SUPPLIED PASSAGE:
☆ ☆ ☆
# 90 nissan stanza overheating



## krksnissan (Aug 23, 2007)

hello im new to this forum. i have a '90 stanza i bought for my gf for 1200 bucks. had to fix a lot but think im almost done. still having problems with the heating. it overheats going uphills. i replaced the thermostat and flushed the radiator. i only flushed it with a water hose and a bottle of radiator flush. is this sufficient or do i need high pressure. also now its back together but the temperature needle is bouncing. could this be a sensor. i have already bled the cooling system. thnx in advance for any help


----------



## spat (Oct 15, 2005)

Not sure what you mean by bouncing. Is it fluctuating over a few minutes or a few seconds or is it literaly bouncing? Can you verify it truly is overheating? how much movement off the gauge do you have 1/8 1/3 1/4 1/2 above normal?


----------



## kurtdaniel (Aug 8, 2007)

Using a can of "radiator flush" additive might help as preventive maintenance, but will probably just be a waste of time and money trying to correct a restricted radiator.
☆ ☆ ☆
WHAT YOU WILL DO:
1. Echo the Stanza overheating thread word for word, starting at the words "Not sure what" and stopping after "1/2 above normal?".
2. In the Stanza overheating thread, why does spat ask whether the temperature needle is fluctuating over a few minutes or a few seconds? Answer in one to three sentences.

SUPPLIED MATERIAL:
☆ ☆ ☆
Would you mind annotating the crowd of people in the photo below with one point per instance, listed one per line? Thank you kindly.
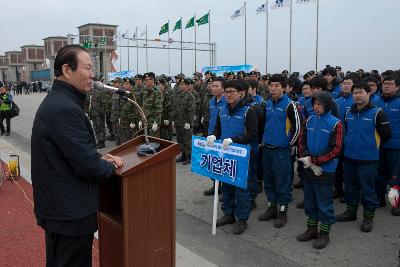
☆ ☆ ☆
SOLUTIONS PER TASK:
1.
Not sure what you mean by bouncing. Is it fluctuating over a few minutes or a few seconds or is it literaly bouncing? Can you verify it truly is overheating? how much movement off the gauge do you have 1/8 1/3 1/4 1/2 above normal?

2. Spat is not sure what the first poster means by "bouncing." The question asks whether the needle is fluctuating over a few minutes, over a few seconds, or literally bouncing.